▸ **Document passage**

•••••

Next, the AcP axon leaves its homologue to turn and grow anteriorly along the vMP2 fascicle. Commissural neurons must often initially ignore an ipsilateral target, but later specifically recognize that same target on the contralateral side after traversing the midline. Experimental observations indeed suggest that axons traversing the midline can change their expression of cell surface proteins (Bastiani et al, 1987; Dodd and Jessell, 1988) and therefore acquire new pathfinding abilities (Rothberg et al., 1990; Campbell and Peterson, 1993). Immunoperturbed AcP growth cones are often delayed and found stalled at the contralateral cell body, suggesting that recognition of the vMP2 axon is impaired.

Although other hypotheses are formally possible, such as those derived from considering mAb 10E6 as an agonist of Lazarillo function, we propose the following model to account for commissure formation in the grasshopper embryo based on the behavior of the perturbed AcP growth cones. The AcP cells respond to segment wide mediolateral and anteroposterior morphogen gradients, possibly originating at the midline and segment border respectively. We propose that Lazarillo is the receptor for a midline morphogen. Blocking Lazarillo function with mAb 10E6 before the AcP cells reach the midline would prevent growth toward the midline and allow the growth cone to respond to an anterior morphogen. Once at the midline, specific cell-cell interactions would be dominant to the global gradients, allowing the AcP growth cone to extend away from the midline by fasciculating on its contralateral homologue. When the perturbed AcP growth cone reaches the contralateral side it is not able to recognize vMP2. We propose that altering the reception of the midline signal by perturbing Lazarillo would prevent the switch in the specificity of the AcP growth cone from its homologue to the vMP2 fascicle. In contrast, the response to the anterior signal seems to be independent of the midline signal, since the immunoperturbed AcP cell extends abnormal processes both before and after crossing the midline.

•••••

▸ **Stored records**
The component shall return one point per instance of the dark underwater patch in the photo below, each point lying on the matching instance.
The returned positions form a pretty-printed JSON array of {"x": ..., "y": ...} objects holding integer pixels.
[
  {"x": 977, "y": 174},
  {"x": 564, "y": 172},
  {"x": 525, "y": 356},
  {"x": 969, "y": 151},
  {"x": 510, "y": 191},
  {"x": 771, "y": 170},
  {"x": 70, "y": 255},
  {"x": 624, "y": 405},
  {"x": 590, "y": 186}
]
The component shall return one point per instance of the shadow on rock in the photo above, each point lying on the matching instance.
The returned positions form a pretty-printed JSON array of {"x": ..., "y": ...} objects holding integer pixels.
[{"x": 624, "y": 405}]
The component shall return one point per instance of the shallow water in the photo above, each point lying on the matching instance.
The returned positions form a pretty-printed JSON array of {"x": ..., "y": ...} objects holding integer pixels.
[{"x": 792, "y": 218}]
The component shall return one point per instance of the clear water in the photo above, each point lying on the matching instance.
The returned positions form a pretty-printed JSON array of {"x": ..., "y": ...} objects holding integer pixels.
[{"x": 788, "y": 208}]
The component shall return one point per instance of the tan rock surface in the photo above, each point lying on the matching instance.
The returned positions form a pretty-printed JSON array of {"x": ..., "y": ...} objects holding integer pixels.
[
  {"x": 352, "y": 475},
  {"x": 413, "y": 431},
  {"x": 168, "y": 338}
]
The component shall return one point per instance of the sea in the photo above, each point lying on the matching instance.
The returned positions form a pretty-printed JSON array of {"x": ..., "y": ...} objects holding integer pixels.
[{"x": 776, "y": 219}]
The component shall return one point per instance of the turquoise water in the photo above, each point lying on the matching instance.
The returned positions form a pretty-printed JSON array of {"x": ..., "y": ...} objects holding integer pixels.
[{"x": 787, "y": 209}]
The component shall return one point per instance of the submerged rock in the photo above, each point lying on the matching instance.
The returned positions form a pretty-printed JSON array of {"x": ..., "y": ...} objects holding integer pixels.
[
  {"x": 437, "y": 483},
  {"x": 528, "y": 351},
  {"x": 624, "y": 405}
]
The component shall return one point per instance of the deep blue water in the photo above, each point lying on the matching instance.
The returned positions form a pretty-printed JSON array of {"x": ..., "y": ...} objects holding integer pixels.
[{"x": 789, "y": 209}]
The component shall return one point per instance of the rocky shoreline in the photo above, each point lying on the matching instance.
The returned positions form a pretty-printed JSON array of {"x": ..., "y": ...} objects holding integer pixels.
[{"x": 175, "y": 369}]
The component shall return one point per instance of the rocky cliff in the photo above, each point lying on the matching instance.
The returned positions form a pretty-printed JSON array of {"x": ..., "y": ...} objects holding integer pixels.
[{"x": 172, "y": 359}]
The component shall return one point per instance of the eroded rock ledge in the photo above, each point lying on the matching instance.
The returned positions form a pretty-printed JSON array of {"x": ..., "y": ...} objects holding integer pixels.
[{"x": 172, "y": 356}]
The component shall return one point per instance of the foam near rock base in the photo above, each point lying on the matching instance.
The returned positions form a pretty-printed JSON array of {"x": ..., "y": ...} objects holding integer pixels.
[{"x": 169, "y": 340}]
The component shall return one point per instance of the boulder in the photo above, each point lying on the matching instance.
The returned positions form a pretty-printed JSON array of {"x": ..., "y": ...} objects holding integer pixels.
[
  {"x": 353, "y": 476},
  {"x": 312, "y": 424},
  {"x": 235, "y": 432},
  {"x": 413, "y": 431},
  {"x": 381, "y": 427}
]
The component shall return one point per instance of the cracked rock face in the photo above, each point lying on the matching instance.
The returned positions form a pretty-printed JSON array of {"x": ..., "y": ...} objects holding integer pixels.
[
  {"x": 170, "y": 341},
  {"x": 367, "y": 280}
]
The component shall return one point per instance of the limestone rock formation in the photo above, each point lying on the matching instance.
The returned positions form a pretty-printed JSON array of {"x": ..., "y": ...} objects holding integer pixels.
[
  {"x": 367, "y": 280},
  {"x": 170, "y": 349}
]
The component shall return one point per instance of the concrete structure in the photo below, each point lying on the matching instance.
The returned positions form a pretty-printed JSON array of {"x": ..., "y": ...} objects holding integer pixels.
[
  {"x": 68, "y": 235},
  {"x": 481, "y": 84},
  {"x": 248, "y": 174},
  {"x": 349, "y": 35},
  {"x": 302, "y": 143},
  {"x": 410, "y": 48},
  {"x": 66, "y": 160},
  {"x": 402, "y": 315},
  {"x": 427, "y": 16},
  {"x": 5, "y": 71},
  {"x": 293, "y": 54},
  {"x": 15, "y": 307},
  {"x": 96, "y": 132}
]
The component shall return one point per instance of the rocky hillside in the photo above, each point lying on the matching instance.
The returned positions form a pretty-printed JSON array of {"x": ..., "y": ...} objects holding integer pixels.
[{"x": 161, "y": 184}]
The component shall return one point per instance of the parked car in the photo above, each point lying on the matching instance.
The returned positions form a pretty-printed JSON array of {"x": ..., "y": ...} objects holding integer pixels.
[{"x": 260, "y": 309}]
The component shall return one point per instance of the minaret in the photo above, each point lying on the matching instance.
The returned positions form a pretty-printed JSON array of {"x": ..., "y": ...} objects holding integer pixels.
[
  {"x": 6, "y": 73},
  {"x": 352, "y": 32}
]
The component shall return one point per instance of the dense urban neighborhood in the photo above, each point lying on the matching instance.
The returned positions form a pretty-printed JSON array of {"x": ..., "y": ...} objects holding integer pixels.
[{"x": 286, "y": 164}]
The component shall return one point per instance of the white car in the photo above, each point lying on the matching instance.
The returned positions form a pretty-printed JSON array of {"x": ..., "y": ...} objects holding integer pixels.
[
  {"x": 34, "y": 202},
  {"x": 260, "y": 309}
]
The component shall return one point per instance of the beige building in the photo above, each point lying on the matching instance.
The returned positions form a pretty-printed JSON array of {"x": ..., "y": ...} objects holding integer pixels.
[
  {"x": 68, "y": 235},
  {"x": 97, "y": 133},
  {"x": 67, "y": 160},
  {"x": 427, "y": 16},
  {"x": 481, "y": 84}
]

•••••

▸ **What you need to do**
**1.** Answer these from the grasshopper axon guidance passage:
(a) Along which fascicle does the AcP axon grow anteriorly after leaving its homologue?
(b) Where are immunoperturbed AcP growth cones often found stalled?
(c) What do the authors propose Lazarillo is the receptor for?
**2.** Carry on the passage on commissure formation in the grasshopper embryo, picking up after its last sentence.

▸ **Answers for the exercise**
**1.**
(a) The vMP2 fascicle.
(b) At the contralateral cell body.
(c) A midline morphogen.

**2.**
In this model the interplay between the anterior and midline morphogens determines the polarity of growth, and localized cell surface cues determine the precise position of pathways. The early mediolateral and anteroposterior segment gradients would account for the behavior of pioneering growth cones. The vast majority of later developing neurons would make use of substrate bound cues on individual fascicles for their pathway choices, but may still rely on these global gradients to define their polarity of growth. Lazarillo would be directly involved in the reception of the midline morphogen and indirectly in the switch in specificity for subsequent pathway choices. The identity of the proposed morphogens and the ligand that the lipocalin Lazarillo can bind is currently unknown, but the phylogenetic analysis of Lazarillo sequence suggests heme metabolites and retinoids as strong candidates (Ganfornina, Sanchez and Bastiani, 1995). In this context, it will also be important to test the binding of Lazarillo to soluble proteins secreted by midline structures such as the slit gene product (Rothberg et al., 1990) or the recently discovered members of the netrin family of outgrowth-promoting and axon guidance proteins (Serafini et al., 1994; Kennedy et al., 1994). Future experiments will test the predictions of this model.

The results presented in this paper suggest that Lazarillo is directly involved in the guidance of developing axons along their correct pathways. A multifunctional role of Lazarillo is also inferred from its complex expression pattern; it could also be involved in the specification of NBs and neuronal identities as well as in the development and function of the excretory system of insects. A better understanding of its functional roles will be of interest to formulate new hypotheses about the cellular and molecular mechanisms governing the processes of neuronal identity determination and axon guidance.

We are grateful to the members of our laboratory and of the Biology Department for support and critical reading of the manuscript; C. Goodman for advice, and E. Carpenter for generating mAb 10E6. This work was supported by NIH grant to M. J. B. (NS25387). M. D. G. holds a fellowship from the Fulbright/MEC of Spain, and D. S. is the recipient of a NIH postdoctoral fellowship (1F05TW04686-01).